| Problem details |
Find each line in the records below that contains the word "rocky", and copy those lines.

-------

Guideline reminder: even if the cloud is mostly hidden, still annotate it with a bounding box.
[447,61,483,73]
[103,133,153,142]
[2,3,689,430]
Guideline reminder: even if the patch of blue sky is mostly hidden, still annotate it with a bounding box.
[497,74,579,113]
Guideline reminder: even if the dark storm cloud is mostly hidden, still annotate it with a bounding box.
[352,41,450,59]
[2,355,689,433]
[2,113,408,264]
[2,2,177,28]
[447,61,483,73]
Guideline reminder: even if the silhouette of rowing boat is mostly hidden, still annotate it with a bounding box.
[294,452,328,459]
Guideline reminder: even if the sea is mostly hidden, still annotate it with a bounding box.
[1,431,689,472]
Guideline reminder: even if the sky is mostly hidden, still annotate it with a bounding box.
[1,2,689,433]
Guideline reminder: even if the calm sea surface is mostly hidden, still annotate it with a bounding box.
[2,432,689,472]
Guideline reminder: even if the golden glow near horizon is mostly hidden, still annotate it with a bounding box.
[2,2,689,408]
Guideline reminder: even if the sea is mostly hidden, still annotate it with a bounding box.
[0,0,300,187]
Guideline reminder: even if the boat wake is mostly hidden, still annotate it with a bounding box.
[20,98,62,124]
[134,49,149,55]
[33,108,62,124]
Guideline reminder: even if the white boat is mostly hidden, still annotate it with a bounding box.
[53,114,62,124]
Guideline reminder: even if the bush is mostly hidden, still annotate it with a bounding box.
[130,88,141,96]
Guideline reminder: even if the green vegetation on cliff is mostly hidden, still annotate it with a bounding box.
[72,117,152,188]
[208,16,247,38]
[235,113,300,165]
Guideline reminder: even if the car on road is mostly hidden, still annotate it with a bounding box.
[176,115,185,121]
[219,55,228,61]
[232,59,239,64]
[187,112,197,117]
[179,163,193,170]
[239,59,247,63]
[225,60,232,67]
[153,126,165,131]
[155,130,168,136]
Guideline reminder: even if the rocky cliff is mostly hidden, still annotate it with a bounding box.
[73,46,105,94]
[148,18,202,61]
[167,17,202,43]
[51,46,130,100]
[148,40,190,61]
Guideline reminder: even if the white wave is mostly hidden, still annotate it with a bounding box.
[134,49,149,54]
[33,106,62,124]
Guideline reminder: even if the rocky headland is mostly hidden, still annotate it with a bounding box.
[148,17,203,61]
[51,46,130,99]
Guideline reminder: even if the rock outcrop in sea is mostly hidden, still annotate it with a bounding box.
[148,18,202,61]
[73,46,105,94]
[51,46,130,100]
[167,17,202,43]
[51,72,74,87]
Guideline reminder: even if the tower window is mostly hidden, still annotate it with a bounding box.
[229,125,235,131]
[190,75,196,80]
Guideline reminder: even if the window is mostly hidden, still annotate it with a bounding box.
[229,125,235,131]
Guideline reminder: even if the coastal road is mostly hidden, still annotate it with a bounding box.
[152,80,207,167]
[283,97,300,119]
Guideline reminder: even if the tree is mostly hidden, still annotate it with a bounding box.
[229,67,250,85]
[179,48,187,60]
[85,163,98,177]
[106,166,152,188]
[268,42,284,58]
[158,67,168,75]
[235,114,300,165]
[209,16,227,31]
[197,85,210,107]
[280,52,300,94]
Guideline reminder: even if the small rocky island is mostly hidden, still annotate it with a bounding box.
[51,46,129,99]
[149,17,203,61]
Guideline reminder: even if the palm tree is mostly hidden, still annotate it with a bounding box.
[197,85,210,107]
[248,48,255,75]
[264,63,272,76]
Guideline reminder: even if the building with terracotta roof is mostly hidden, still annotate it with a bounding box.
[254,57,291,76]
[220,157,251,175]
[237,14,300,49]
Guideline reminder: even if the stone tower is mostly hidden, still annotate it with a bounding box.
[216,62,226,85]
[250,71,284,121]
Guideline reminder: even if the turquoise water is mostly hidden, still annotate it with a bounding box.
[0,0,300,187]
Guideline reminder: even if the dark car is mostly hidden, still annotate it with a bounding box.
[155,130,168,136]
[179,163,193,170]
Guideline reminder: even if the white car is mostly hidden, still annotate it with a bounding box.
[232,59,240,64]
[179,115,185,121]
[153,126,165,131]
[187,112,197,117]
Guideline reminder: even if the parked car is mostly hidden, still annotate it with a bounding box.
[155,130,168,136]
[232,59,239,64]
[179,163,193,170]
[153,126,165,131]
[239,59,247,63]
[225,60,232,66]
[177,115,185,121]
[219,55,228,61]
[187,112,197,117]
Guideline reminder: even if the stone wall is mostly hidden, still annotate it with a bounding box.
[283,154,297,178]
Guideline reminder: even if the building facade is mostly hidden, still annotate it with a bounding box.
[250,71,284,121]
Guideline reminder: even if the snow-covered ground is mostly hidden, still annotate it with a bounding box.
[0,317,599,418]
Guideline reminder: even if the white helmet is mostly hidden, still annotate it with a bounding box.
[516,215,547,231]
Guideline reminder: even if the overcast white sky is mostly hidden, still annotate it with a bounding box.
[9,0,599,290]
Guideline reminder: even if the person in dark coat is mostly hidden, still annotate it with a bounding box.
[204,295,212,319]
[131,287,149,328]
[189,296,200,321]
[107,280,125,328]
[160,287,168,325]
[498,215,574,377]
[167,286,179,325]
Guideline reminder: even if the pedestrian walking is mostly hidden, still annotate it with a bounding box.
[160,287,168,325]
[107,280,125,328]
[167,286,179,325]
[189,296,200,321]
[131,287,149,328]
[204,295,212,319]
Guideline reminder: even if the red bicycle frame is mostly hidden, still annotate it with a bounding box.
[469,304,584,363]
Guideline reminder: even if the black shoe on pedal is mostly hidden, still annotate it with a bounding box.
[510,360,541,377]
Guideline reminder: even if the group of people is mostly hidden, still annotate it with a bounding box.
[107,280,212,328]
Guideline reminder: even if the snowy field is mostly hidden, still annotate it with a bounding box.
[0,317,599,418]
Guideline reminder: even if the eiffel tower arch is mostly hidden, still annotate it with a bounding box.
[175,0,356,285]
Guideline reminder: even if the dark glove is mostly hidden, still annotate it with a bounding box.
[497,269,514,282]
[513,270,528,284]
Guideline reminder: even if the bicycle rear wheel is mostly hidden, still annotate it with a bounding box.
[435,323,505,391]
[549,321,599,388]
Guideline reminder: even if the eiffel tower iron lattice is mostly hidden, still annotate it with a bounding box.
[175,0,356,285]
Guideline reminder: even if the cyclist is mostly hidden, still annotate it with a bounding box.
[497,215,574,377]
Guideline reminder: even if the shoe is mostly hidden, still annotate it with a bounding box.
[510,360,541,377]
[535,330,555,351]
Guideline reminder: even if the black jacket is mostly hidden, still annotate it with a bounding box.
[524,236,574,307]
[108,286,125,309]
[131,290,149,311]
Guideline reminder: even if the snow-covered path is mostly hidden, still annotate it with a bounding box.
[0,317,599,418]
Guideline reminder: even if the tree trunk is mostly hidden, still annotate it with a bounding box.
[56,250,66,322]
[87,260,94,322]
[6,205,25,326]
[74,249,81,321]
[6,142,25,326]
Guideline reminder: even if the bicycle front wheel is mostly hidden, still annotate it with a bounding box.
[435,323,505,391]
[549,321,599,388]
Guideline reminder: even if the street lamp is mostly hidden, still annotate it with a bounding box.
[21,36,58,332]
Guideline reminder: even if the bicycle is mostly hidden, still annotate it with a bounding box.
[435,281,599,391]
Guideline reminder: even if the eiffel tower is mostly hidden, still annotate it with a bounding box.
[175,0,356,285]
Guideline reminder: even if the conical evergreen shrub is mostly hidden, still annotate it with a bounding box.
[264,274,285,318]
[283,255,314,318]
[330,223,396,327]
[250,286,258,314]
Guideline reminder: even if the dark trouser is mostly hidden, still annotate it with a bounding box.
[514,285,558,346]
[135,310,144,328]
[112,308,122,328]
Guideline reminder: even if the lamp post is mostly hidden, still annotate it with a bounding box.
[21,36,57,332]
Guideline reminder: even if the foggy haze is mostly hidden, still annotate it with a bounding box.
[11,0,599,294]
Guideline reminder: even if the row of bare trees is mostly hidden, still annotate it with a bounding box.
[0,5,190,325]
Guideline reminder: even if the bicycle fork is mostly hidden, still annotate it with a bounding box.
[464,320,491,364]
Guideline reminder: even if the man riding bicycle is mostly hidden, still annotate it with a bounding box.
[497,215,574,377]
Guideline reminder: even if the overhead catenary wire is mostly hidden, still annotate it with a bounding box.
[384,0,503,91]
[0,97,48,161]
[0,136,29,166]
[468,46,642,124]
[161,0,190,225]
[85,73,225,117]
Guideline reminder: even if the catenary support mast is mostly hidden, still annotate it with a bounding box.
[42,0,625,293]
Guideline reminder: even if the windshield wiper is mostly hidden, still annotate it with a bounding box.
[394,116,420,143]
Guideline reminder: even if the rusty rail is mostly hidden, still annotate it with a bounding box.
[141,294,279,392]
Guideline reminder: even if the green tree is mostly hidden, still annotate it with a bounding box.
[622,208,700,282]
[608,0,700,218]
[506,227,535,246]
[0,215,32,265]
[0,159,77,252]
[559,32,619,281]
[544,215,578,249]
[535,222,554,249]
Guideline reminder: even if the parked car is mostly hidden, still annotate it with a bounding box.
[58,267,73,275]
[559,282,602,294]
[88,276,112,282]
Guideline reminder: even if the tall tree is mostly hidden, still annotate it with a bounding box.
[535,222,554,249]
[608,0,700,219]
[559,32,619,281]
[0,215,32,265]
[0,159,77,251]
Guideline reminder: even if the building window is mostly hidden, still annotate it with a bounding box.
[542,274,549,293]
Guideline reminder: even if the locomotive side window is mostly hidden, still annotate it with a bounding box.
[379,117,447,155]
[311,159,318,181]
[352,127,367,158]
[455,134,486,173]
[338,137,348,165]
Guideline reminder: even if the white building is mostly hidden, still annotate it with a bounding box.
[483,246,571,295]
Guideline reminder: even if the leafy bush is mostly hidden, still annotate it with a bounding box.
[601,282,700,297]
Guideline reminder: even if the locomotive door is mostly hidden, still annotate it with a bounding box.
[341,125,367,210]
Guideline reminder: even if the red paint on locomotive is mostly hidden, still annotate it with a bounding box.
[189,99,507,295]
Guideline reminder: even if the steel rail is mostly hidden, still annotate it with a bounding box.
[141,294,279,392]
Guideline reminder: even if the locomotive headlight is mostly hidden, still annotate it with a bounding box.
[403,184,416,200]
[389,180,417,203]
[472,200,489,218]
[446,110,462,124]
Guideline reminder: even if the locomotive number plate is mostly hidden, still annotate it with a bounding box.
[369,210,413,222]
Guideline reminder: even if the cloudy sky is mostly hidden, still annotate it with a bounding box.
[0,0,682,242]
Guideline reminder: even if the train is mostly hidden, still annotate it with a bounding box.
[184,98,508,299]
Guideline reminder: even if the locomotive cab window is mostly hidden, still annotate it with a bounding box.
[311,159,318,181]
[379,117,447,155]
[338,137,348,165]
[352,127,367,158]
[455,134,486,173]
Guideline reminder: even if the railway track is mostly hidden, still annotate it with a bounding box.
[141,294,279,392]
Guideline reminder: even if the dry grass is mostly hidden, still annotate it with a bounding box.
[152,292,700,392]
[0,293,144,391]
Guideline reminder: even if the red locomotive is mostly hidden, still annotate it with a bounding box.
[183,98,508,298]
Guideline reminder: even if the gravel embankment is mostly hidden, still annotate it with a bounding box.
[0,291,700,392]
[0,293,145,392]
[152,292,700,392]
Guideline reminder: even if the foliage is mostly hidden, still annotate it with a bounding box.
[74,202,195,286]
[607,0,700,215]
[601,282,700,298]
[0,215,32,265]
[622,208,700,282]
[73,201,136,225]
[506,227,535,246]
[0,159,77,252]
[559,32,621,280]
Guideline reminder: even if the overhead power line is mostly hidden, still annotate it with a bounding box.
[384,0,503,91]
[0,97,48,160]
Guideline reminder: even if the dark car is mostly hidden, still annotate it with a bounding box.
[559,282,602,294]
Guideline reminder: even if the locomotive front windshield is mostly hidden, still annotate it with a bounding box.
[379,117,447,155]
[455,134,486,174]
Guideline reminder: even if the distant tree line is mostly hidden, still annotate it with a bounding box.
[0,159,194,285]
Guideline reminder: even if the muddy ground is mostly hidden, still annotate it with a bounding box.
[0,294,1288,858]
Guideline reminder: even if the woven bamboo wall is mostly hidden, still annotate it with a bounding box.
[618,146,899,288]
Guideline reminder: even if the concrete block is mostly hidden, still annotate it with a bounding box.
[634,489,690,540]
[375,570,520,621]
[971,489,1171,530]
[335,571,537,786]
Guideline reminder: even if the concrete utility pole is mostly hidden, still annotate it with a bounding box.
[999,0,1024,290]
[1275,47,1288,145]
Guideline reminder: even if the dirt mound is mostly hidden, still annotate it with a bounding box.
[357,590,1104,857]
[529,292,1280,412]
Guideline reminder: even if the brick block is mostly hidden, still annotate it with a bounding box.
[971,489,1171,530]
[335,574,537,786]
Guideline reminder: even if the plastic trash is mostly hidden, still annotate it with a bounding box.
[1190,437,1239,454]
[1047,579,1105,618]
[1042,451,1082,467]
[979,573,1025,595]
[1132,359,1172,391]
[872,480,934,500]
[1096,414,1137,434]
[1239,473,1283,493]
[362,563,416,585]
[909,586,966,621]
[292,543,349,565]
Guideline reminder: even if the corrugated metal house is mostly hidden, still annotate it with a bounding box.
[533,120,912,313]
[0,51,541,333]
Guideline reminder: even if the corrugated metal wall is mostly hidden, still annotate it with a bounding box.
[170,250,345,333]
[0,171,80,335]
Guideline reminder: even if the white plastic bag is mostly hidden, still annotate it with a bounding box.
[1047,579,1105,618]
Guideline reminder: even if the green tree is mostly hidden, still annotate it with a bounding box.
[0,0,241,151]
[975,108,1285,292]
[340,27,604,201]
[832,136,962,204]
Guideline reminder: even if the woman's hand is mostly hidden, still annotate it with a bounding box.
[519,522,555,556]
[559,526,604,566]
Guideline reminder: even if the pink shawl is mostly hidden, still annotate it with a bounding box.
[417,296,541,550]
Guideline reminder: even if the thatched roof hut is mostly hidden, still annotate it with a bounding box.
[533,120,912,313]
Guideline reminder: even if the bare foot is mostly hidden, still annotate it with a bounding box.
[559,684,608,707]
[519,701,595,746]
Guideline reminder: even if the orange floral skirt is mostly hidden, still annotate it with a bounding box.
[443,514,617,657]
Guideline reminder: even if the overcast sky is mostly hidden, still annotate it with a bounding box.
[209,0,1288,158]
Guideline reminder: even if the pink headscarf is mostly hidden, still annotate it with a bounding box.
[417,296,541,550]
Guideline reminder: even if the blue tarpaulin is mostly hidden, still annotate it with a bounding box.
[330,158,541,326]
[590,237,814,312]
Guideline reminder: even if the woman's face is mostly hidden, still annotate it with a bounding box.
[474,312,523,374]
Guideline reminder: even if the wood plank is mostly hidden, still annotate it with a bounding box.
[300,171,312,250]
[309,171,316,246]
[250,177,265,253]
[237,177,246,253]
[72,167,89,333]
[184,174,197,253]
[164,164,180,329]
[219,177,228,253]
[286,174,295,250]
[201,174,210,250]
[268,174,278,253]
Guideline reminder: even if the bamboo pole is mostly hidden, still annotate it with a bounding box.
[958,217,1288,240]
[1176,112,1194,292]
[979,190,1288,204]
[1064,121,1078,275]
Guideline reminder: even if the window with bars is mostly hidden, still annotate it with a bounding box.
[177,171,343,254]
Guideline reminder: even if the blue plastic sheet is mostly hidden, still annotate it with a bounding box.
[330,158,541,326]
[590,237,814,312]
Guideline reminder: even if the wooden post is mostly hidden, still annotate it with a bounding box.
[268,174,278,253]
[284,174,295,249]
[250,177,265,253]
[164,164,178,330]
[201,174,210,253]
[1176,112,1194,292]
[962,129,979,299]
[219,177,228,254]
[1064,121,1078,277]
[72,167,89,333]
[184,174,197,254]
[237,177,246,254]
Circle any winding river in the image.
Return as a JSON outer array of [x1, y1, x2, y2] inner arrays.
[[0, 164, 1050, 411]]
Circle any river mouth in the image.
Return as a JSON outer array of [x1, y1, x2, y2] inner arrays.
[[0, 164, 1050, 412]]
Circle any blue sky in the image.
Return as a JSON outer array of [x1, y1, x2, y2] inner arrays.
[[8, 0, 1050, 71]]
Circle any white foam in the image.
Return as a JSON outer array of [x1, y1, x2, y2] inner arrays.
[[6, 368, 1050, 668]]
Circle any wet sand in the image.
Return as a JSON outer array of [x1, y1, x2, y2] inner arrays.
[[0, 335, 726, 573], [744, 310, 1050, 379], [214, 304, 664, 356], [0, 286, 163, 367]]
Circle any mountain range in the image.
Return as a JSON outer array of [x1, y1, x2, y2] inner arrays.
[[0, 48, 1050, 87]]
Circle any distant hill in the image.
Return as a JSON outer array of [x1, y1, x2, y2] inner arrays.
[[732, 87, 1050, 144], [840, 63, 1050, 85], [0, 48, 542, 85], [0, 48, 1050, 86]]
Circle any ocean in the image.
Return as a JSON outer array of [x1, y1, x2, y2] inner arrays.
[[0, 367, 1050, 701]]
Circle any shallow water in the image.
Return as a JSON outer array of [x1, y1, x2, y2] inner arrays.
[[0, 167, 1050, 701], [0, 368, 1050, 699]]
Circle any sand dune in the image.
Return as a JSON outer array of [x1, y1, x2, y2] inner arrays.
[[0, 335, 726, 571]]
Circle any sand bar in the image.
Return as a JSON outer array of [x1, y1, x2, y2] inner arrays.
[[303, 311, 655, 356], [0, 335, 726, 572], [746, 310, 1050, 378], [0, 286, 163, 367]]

-------

| Answer below |
Guideline reminder: even if the rocky cliff is mostly hidden, still annotate it with a bounding box.
Guideline reminder: even if the rocky headland is mostly hidden, still annotate it with a bounding box.
Guideline reminder: even if the small rocky island is mostly hidden, still annotate it with a bounding box.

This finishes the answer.